PROBLEM DESCRIPTION: Rescale only the lines beginning with the one that contains "locate: fern leaflet | one point per instance" and ending with the last line of the items. Reproduce each of those lines, requests included, multiplying every coordinate in the answers by 1.75 and rounding to whole numbers, with halves rounded up.

(Items from a dataset)
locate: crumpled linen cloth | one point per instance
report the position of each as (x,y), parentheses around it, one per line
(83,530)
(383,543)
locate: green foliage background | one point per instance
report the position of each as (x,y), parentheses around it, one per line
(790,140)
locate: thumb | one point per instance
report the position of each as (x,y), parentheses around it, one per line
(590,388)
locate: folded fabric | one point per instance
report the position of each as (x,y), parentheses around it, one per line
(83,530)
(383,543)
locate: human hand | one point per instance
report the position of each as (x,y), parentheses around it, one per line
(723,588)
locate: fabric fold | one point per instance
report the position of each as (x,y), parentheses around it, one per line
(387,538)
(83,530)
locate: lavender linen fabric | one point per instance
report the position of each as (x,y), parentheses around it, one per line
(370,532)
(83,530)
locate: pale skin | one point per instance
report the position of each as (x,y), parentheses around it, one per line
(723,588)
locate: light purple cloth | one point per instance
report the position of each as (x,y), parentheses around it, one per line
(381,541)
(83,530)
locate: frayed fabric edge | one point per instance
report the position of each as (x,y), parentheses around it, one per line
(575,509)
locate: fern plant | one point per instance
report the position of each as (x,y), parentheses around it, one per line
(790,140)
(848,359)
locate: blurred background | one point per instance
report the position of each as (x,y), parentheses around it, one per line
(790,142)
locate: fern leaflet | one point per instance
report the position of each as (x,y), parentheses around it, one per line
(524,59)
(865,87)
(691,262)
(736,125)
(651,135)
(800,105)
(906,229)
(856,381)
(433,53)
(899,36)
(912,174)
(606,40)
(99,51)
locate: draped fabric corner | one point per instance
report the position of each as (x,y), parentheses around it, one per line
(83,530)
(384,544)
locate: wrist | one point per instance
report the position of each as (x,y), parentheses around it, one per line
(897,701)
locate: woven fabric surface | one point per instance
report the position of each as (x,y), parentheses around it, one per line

THE SOLUTION:
locate: fern leaflet | one point per instance
report the position of each as (x,y), parentheses around it, one per line
(917,103)
(1514,152)
(1209,459)
(1288,219)
(1139,236)
(1400,184)
(1586,401)
(1498,667)
(758,93)
(1573,63)
(1596,305)
(1061,70)
(173,89)
locate: draped fabric corner | one point per instance
report the position of each as (x,y), parentheses around it, one per line
(145,928)
(672,952)
locate: wrist | one point per instance
report the position of each as (x,y), parentheses around it, one per line
(1570,1227)
locate: woven fabric surface | one point per instance
report the position of each as (x,y), parentheses around it, one per line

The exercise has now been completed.